Brano:
===============
Il ritornello, se proprio vogliamo coniarne uno, dovrebbe suonare così: “il clima cambia… ma è sempre cambiato!”.
Ventimila anni fa l’area alpina dell’Italia settentrionale era coperta da enormi coltri di ghiaccio. Poche migliaia di anni fa, invece, molti dei ghiacciai alpini che conosciamo erano scomparsi. Il XVII e il XVIII secolo videro temperature più fresche delle attuali, durante le due guerre mondiali non vi erano grandi differenze con il clima attuale, poi gli anni ’60 e ’70 furono caratterizzati da un nuovo raffreddamento, che portò gli scienziati a parlare di una nuova era glaciale (sic!) in arrivo. Basta questo brevissimo excursus nella storia climatica recente a dimostrare come il clima sia un’entità in continuo divenire, con alti e bassi che fanno impallidire le oscillazioni di questi ultimi anni. Non c’è nulla di immutabile, dunque, a cui potersi aggrappare.
Chi ne sa qualcosa in più ammette che le oscillazioni dei parametri meteo ci sono sempre state, ma ribatte che l’anomalia è nella rapidità con cui il clima sta cambiando. In pochi decenni, secondo loro, la temperatura media del pianeta raggiungerà livelli tali da annientare i ghiacciai delle grandi catene montuose e ridurre ai minimi termini quelli artici e antartici. A parte il fatto che, secondo proiezioni di una ventina d’anni fa, già ora dovremmo vivere in una sorta di forno permanentemente acceso, e ciò dimostra che qualcosa ancora ci sfugge, anche questo modo di pensare si sta rivelando almeno in parte errato. Gli studi più recenti dimostrano che brusche variazioni del clima si possono verificare anche in pochi decenni. Cambiamenti delle correnti marine e atmosferiche, eruzioni vulcaniche, anomalie nell’attività del Sole e altre concause possono indurre repentini cambiamenti di rotta a trend che sembravano consolidati (leggere qui).
===============
Consegna A: Restituisci ogni riga dell'elenco che segue in cui compare la parola "blurred".
===============
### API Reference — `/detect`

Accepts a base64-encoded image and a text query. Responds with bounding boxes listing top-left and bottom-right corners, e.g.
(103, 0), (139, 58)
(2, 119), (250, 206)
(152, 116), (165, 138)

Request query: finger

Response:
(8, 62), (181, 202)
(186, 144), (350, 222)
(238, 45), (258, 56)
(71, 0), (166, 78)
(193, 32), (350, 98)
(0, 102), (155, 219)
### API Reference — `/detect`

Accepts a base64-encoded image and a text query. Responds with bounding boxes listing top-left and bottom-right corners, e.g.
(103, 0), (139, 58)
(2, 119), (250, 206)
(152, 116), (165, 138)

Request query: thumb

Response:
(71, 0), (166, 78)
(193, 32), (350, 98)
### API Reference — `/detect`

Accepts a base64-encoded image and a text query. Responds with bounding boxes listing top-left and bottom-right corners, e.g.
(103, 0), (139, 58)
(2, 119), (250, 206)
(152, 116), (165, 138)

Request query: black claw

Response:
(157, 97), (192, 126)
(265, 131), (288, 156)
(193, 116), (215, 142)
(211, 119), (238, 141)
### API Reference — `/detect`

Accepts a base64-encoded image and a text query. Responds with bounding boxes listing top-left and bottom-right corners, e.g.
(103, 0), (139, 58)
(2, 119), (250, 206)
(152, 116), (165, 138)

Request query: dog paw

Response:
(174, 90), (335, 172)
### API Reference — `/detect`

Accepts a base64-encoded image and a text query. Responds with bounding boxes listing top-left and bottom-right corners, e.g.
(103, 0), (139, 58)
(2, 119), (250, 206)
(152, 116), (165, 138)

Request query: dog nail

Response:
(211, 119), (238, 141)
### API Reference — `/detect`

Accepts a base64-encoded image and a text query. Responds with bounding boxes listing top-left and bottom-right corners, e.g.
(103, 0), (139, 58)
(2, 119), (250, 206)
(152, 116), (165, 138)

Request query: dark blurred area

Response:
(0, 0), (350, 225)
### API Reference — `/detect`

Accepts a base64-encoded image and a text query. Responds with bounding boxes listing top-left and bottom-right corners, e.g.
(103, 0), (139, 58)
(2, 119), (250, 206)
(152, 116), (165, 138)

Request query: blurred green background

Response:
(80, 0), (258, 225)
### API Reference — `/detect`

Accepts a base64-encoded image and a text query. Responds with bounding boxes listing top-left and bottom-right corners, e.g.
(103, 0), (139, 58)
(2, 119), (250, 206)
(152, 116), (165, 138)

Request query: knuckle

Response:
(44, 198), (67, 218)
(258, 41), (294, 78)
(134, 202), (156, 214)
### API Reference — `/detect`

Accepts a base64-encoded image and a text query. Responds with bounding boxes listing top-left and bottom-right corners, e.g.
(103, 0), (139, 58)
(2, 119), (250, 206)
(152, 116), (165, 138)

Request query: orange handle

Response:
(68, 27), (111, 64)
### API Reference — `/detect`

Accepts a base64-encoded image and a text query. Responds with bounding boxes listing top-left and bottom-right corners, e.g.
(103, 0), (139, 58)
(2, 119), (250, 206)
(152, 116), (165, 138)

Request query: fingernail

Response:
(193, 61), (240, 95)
===============
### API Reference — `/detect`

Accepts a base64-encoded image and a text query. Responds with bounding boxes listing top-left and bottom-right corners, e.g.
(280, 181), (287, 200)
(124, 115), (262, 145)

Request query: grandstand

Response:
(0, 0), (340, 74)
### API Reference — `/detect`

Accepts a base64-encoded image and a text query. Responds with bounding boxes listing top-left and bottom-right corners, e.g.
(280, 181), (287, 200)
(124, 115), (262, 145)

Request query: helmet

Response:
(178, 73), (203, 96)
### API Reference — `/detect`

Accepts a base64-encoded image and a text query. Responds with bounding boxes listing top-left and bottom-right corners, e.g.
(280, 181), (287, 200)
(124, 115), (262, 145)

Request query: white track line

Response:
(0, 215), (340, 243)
===============
Consegna B: Riprendi il brano sui cambiamenti del clima, riportato sopra l'elenco, e proseguilo dopo la sua ultima frase.

Risposta A:
Request query: dark blurred area
Request query: blurred green background

Risposta B:
Ma allora cosa c’è di vero? L’unica cosa che si può affermare su base scientifica è che il clima attuale è mediamente più caldo rispetto a quello che hanno vissuto i nostri genitori e i nostri nonni. Probabilmente l’uomo ci sta mettendo lo zampino con le emissioni di gas serra. Resta comunque il fatto che oscillazioni di questo genere si sono già verificate in passato! Ci sono già stati lunghi periodi di clima “normale” (se vogliamo considerare nella normalità quello dei decenni scorsi) seguiti da “improvvisi” sbalzi termici e pluviometrici. Chi può affermare con certezza assoluta che per la Terra non sia più “normale” il periodo che stiamo vivendo attualmente?
Spingendoci indietro nel tempo di oltre 150 anni e non potendo più fare affidamento su carte meteorologiche, dati o osservazioni attendibili, possiamo solo dedurre un comportamento medio dei parametri meteorologici, non sufficiente a ricostruire con precisione il tipo di circolazione atmosferica che regnava allora e che poteva, chissà, generare fenomeni e temperature che oggi riterremmo stravaganti.
Non potendolo fare, appunto, è stato preso a riferimento il clima nel dopoguerra. Abbiamo dato per scontato che, da sempre, le perturbazioni atlantiche spadroneggiano sull’Europa occidentale nel periodo invernale, con neve e pioggia distribuite democraticamente dalla depressione d’Islanda e che da maggio a settembre l’anticiclone delle Azzorre si espanda sugli stessi paesi, portando un lungo periodo caldo con frequenti temporali in montagna e brevi periodi di frescura rigenerante anche sulle pianure. Questa situazione è però solamente l’istantanea di un processo che sempre è mutato e sempre muterà: ciò che ci inganna è la brevità della nostra vita e la scarsa copertura temporale delle rilevazioni strumentali.
L’errore grossolano è sostenere che, discostandosi da questo clima “di riferimento”, si vada verso l’anormalità.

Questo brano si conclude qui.